> _Problema a resolver_
Atualize o trecho do artigo sobre as eleições legislativas de 2025 que abre com "Não é por acaso" e fecha com "os ditos acontecimentos.", reescrevendo-o por inteiro com "incrédulos" substituído por "perplexos".

> _Texto do exercício_
Não é por acaso que, no título deste artigo, invoco palavras (ainda que não de
forma literal) de duas das figuras mais relevantes para a instauração da democracia em
Portugal: José Afonso, cantor e compositor português, e Salgueiro Maia, militar
português e “capitão de abril”. Face ao que assistimos na noite de 18 de maio de 2025,
dia em que tivemos mais uma ronda de eleições legislativas, acredito que tanto um
como outro estarão, onde quer que estejam, extremamente incomodados e incrédulos
como os ditos acontecimentos.
Uma vez mais, o povo português foi chamado às urnas para decidir o futuro do
país e voltou a surpreender tudo e todos. Recorrendo, por exemplo, a uma sondagem
publicada pelo jornal Público, no dia 9 de maio de 2025, é possível verificar que aquilo
que se estimava coincidiu com a realidade, à exceção da grande reviravolta destas
eleições: o quase empate entre Partido Socialista (PS) e Chega. A sondagem
supramencionada atribuía ao partido liderado por Pedro Nuno Santos 28% dos votos,
tendo alcançado, até à data, 23,38%; ao passo que, as estimativas apontavam que o
partido de André Ventura obtivesse 20% dos votos, estando, de momento, com 22,56%.

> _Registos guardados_
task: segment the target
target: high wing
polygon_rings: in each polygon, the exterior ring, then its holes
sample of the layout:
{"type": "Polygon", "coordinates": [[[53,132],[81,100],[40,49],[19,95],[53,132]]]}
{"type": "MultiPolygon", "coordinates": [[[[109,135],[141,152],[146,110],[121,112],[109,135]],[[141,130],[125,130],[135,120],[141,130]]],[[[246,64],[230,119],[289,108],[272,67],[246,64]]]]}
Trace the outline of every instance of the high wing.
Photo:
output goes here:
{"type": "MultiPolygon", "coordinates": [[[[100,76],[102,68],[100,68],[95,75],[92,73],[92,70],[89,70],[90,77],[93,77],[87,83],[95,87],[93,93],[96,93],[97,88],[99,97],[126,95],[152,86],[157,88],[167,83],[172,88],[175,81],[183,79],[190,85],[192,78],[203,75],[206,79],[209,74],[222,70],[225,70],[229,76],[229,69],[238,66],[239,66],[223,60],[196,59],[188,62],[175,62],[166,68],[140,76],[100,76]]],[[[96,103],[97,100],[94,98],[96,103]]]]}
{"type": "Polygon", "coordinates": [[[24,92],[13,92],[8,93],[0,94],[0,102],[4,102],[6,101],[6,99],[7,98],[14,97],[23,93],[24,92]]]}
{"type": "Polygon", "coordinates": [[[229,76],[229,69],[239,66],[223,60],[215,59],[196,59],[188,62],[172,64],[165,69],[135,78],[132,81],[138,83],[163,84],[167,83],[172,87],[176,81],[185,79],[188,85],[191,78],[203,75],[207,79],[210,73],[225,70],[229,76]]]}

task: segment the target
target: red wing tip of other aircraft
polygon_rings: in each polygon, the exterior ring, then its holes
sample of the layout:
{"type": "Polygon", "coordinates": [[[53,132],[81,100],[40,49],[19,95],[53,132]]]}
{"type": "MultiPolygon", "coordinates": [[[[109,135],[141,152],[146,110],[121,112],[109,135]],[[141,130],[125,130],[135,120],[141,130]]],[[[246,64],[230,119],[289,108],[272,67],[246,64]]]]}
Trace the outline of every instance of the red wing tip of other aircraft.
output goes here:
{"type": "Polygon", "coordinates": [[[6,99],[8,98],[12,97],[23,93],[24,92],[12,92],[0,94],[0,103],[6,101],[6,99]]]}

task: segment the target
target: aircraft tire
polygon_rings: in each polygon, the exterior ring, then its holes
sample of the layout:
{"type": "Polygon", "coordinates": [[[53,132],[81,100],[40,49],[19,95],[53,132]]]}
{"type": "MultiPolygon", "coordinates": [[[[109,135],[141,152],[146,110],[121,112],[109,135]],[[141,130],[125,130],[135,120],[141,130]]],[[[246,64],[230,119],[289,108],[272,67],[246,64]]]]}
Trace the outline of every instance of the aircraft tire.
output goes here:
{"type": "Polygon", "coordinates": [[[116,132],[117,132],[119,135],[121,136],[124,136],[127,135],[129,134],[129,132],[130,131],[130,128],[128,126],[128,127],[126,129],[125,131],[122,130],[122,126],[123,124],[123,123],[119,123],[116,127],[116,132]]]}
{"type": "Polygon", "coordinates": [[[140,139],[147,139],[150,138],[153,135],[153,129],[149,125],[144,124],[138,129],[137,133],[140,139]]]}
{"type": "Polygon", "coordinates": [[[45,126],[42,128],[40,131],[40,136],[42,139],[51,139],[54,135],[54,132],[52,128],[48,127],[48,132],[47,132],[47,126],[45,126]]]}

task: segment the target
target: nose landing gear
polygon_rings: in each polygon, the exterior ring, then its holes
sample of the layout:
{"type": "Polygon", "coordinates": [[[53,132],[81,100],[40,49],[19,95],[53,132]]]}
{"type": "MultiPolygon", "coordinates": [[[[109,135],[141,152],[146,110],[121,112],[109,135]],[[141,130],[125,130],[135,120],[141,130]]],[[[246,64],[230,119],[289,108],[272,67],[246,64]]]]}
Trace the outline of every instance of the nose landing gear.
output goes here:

> _Resposta_
Não é por acaso que, no título deste artigo, invoco palavras (ainda que não de
forma literal) de duas das figuras mais relevantes para a instauração da democracia em
Portugal: José Afonso, cantor e compositor português, e Salgueiro Maia, militar
português e “capitão de abril”. Face ao que assistimos na noite de 18 de maio de 2025,
dia em que tivemos mais uma ronda de eleições legislativas, acredito que tanto um
como outro estarão, onde quer que estejam, extremamente incomodados e perplexos
como os ditos acontecimentos.